- **Work instructions**:
Reproduce every line of the following material verbatim, preserving its order and punctuation.

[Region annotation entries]
——

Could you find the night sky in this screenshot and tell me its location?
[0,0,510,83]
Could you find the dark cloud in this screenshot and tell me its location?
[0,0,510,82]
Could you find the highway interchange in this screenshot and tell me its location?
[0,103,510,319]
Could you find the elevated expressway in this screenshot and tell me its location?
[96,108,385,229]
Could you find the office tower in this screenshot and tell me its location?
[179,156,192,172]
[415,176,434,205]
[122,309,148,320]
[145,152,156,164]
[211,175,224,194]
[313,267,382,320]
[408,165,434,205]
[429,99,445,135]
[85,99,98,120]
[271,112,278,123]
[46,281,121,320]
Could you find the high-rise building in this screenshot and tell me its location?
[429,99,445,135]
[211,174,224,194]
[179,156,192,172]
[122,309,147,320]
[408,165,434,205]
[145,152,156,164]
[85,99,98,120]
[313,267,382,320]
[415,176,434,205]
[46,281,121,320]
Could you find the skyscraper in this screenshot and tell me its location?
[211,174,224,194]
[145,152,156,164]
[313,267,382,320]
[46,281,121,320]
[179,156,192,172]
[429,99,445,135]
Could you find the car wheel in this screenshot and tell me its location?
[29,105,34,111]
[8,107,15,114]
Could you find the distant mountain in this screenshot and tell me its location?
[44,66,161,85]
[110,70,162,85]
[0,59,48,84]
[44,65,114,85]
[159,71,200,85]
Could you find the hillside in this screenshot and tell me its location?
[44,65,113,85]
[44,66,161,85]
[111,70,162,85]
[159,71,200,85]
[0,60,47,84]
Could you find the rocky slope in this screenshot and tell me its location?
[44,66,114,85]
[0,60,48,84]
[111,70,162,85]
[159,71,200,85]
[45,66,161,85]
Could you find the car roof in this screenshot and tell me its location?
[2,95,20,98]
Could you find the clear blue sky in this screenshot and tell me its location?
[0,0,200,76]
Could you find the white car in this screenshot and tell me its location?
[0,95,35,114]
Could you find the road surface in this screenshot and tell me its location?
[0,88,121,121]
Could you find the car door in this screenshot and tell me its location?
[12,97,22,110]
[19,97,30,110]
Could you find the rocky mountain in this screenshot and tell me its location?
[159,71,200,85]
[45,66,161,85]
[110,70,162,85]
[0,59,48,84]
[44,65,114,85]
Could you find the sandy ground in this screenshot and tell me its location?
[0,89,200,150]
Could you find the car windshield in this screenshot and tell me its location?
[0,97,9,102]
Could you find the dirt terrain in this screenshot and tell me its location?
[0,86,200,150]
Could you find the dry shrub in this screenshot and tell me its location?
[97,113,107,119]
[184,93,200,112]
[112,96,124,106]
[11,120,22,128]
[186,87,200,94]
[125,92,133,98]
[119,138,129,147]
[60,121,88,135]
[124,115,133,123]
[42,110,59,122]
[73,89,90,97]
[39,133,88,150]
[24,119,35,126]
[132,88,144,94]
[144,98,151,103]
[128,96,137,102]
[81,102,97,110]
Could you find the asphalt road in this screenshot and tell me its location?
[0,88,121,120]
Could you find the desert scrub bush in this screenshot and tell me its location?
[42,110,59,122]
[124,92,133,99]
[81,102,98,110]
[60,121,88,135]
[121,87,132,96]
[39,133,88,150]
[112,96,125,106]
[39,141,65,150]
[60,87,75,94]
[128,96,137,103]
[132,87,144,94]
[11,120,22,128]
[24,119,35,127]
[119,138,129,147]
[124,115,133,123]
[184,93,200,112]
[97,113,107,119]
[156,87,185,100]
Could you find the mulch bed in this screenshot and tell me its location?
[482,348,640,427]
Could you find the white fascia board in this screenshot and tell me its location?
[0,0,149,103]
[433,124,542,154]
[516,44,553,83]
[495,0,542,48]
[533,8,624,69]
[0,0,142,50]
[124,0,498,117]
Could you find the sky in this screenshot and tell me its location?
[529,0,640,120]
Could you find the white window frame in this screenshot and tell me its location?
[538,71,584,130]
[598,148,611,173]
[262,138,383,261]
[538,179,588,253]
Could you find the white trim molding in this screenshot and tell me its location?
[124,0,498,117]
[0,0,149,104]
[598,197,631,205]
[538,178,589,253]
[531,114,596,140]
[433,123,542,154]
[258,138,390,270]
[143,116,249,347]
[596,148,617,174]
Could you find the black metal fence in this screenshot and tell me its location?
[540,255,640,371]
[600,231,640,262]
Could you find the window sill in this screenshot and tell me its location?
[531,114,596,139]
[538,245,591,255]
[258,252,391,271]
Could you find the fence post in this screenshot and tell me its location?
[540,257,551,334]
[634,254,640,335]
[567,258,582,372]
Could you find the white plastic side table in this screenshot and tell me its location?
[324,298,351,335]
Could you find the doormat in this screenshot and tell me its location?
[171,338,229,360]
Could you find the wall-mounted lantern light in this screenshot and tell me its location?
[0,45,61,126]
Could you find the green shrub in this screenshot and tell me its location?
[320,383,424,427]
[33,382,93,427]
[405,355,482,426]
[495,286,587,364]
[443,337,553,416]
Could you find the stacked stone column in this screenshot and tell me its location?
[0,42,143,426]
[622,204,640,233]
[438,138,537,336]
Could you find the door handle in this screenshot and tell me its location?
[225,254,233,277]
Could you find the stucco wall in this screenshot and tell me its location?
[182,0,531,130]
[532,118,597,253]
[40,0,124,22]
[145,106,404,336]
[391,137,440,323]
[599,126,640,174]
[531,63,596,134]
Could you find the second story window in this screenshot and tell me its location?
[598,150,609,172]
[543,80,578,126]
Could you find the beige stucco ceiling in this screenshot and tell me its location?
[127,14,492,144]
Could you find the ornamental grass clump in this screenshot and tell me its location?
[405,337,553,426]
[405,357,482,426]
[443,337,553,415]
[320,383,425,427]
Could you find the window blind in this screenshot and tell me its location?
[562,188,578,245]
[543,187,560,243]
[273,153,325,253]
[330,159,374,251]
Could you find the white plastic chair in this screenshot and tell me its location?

——

- **Task solution**:
Could you find the night sky in this screenshot and tell me its location?
[0,0,510,83]
Could you find the dark cloud in this screenshot and tell me its location?
[0,0,510,82]
Could you find the highway interchange in this screenshot and tell me its location?
[0,103,510,319]
Could you find the elevated expressway in this screenshot and tell me its location?
[96,108,385,229]
Could you find the office tower in this screenshot and tell me its location?
[179,156,192,172]
[415,176,434,205]
[122,309,148,320]
[145,152,156,164]
[211,175,224,194]
[313,267,382,320]
[408,165,434,205]
[429,99,445,135]
[85,99,98,120]
[271,112,278,123]
[46,281,121,320]
Could you find the high-rise building in this screenshot and tell me its location?
[429,99,445,135]
[211,174,224,194]
[179,156,192,172]
[122,309,147,320]
[408,165,434,205]
[145,152,156,164]
[85,99,98,120]
[313,267,382,320]
[415,176,434,205]
[46,281,121,320]
Could you find the skyscraper in this screenshot and tell me its location?
[211,174,224,194]
[145,152,156,164]
[313,267,382,320]
[46,281,121,320]
[179,156,192,172]
[429,99,445,135]
Could you find the car wheel in this screenshot and tell me its location?
[29,105,34,111]
[8,107,15,114]
Could you find the distant mountain in this screenshot and tell me its location?
[44,66,161,85]
[110,70,162,85]
[0,59,48,84]
[44,65,114,85]
[159,71,200,85]
Could you find the hillside in this screenshot and tell me its location?
[44,65,113,85]
[44,66,161,85]
[111,70,162,85]
[159,71,200,85]
[0,60,47,84]
Could you find the rocky slope in this screenshot and tell me its location?
[44,66,114,85]
[0,60,48,84]
[111,70,162,85]
[159,71,200,85]
[45,66,161,85]
Could you find the car roof in this screenshot and tell me its location?
[2,95,20,98]
Could you find the clear blue sky in this screenshot and tell me its location?
[0,0,200,76]
Could you find the white car in this screenshot and tell me its location?
[0,95,35,114]
Could you find the road surface in this screenshot and tell me its location?
[0,88,121,121]
Could you find the car door in this screenshot and tell me its location?
[12,97,22,110]
[19,97,30,110]
Could you find the rocky mountain in this screenshot and tell me its location?
[159,71,200,85]
[45,66,161,85]
[110,70,162,85]
[0,59,48,84]
[44,65,114,85]
Could you find the sandy ground in this screenshot and tell me its location?
[0,89,200,150]
Could you find the car windshield in this screenshot and tell me its location?
[0,97,9,102]
Could you find the dirt terrain in this screenshot and tell me its location?
[0,86,200,150]
Could you find the dry shrub in this screenshot and tell me its location?
[97,113,107,119]
[184,93,200,112]
[112,96,124,106]
[11,120,22,128]
[186,87,200,94]
[125,92,133,98]
[119,138,129,147]
[60,121,88,135]
[124,115,133,123]
[42,110,59,122]
[73,89,90,97]
[39,133,88,150]
[24,119,35,126]
[132,88,144,94]
[144,98,151,103]
[128,96,137,102]
[81,102,97,110]
Could you find the asphalt road in this screenshot and tell me its location?
[0,88,121,120]
Could you find the desert scrub bush in this screenshot and tell me its location?
[42,110,59,122]
[124,92,133,99]
[81,102,98,110]
[60,121,88,135]
[121,87,132,96]
[39,133,88,150]
[112,96,125,106]
[39,141,65,150]
[60,87,75,94]
[128,96,137,103]
[132,87,144,94]
[11,120,22,128]
[24,119,35,127]
[119,138,129,147]
[124,115,133,123]
[184,93,200,112]
[97,113,107,119]
[156,87,185,100]
Could you find the mulch bed in this screenshot and tell me its location?
[482,348,640,427]
Could you find the white fascia board in this screenshot and tell me its location?
[0,0,149,103]
[433,124,542,154]
[516,44,553,83]
[495,0,542,48]
[533,8,624,69]
[0,0,142,50]
[124,0,498,117]
Could you find the sky in this screenshot and tell me its location?
[529,0,640,120]
Could you find the white window frame in this screenshot and tell me its location?
[538,71,584,130]
[598,148,611,173]
[262,138,383,261]
[538,179,588,253]
Could you find the white trim molding in this screenshot and tell me its location?
[124,0,498,117]
[0,0,149,104]
[598,197,631,205]
[538,178,589,253]
[531,114,596,140]
[433,123,542,154]
[258,138,390,270]
[143,116,249,347]
[596,148,617,174]
Could you find the black metal fence in this screenshot and tell me its location?
[540,255,640,371]
[600,231,640,262]
Could you find the window sill in this screenshot and tell me its location?
[531,114,596,139]
[538,245,591,255]
[258,252,391,271]
Could you find the fence post in this screenshot and tell me its location?
[540,257,551,334]
[634,254,640,335]
[567,258,582,372]
Could you find the white plastic side table in this screenshot and tell me its location?
[324,298,351,335]
Could you find the doormat in this screenshot and tell me its location?
[171,338,229,360]
Could you find the wall-mounted lantern light in this screenshot and tell me its location?
[0,45,61,126]
Could you find the green shrub in this screenshot and tell me its location?
[320,383,424,427]
[33,382,93,427]
[405,355,482,426]
[495,286,587,364]
[443,337,553,416]
Could you find the stacked stone column in this screenshot and tell me its location?
[0,42,143,426]
[622,204,640,233]
[438,138,537,336]
Could you find the door handle in this screenshot and tell me its location?
[225,254,233,277]
Could you find the stucco wall in this screenshot and tell me its location?
[182,0,531,130]
[532,118,597,253]
[40,0,124,22]
[145,106,404,336]
[391,137,440,323]
[599,126,640,174]
[531,63,596,134]
Could you find the second story window in this screenshot and tell me its location?
[598,150,609,172]
[543,80,578,126]
Could you find the beige stucco ceiling in this screenshot and tell me its location?
[127,14,492,144]
Could you find the ornamental grass clump in this screenshot and tell me its location?
[405,337,553,426]
[405,357,482,426]
[443,337,553,415]
[320,383,425,427]
Could you find the window blind in this screenshot and tell me its location?
[562,188,578,245]
[543,187,560,243]
[273,153,325,253]
[330,159,374,251]
Could you find the white plastic chair in this screenshot and tell me its location?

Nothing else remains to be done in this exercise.